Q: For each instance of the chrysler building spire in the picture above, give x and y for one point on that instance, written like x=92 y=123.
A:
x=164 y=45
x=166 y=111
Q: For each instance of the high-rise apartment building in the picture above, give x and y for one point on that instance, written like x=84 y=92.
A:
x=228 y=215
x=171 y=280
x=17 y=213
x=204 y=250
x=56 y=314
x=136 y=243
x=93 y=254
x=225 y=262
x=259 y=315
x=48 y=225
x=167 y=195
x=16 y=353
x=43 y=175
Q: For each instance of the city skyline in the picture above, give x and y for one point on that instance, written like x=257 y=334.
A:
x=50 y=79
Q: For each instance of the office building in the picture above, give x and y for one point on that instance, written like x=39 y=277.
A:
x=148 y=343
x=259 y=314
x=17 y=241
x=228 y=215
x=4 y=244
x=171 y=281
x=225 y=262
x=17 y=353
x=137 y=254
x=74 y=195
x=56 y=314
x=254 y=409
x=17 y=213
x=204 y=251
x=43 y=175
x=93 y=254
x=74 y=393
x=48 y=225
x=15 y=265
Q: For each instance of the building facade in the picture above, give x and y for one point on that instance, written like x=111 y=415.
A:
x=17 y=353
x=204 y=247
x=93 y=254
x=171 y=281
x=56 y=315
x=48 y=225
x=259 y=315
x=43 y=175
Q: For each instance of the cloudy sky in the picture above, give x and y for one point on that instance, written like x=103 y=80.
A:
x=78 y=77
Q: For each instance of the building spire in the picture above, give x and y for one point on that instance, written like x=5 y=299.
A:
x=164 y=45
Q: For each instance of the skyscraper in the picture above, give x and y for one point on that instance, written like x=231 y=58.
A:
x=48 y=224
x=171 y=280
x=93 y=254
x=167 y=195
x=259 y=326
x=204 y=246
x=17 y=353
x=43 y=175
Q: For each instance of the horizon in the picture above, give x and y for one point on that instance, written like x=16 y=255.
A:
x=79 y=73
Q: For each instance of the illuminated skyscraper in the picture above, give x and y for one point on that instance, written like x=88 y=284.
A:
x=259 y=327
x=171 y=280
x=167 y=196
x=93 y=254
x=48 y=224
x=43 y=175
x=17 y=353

> What you are asked to do: Rewrite every row in full, Q lines included, shifting each x and y coordinate in the answers up by 78. Leave the sample coordinates inside the Q lines unchanged.

> Correct output:
Q: For each instance of the chrysler building spire in the picture above, give x and y for one point on that instance, written like x=92 y=123.
A:
x=242 y=123
x=244 y=189
Q: For each instance of the high-rise apartment building in the picture above, give x and y for one point on that instance, written like x=84 y=92.
A:
x=306 y=293
x=249 y=358
x=95 y=291
x=282 y=328
x=134 y=392
x=214 y=321
x=171 y=332
x=303 y=340
x=337 y=393
x=126 y=303
x=245 y=273
x=94 y=431
x=121 y=253
Q: For each instance of the city skyline in the picture above, give x and y for one point on that instance, written like x=257 y=334.
A:
x=128 y=157
Q: For each instance of the office building in the picture above, give x and y for one point on that instance, written like x=39 y=277.
A:
x=226 y=421
x=337 y=392
x=95 y=319
x=306 y=293
x=82 y=322
x=249 y=359
x=303 y=340
x=95 y=431
x=215 y=332
x=152 y=273
x=134 y=392
x=332 y=487
x=95 y=291
x=282 y=329
x=121 y=253
x=171 y=332
x=152 y=471
x=126 y=303
x=93 y=343
Q: For each instance of the building facade in the picture above, give x and y for one point on that instance, written like x=111 y=415.
A:
x=95 y=431
x=282 y=325
x=171 y=332
x=249 y=359
x=134 y=393
x=126 y=303
x=337 y=393
x=121 y=253
Q: For each instance of the cloudy sky in the picture above, give x and y for one point on that instance, written like x=103 y=80.
A:
x=156 y=155
Q: For each instance of the building spire in the picture above, give x and y for one point on that instance, written like x=5 y=299.
A:
x=242 y=123
Q: For each instance of the skyscraper in the picture above, give x and y for one point on that instance, written like x=231 y=58.
A:
x=126 y=302
x=249 y=358
x=171 y=332
x=245 y=273
x=337 y=404
x=282 y=324
x=95 y=431
x=121 y=253
Q: For each instance of the horizon in the picture above, give x and y for one point on that instance, written like x=16 y=255.
A:
x=157 y=151
Q: For each instance of the illuminated skyscraper in the picture above, give x and y for one point on that instance, written like x=88 y=284.
A:
x=337 y=405
x=249 y=358
x=245 y=274
x=171 y=332
x=126 y=302
x=121 y=253
x=95 y=431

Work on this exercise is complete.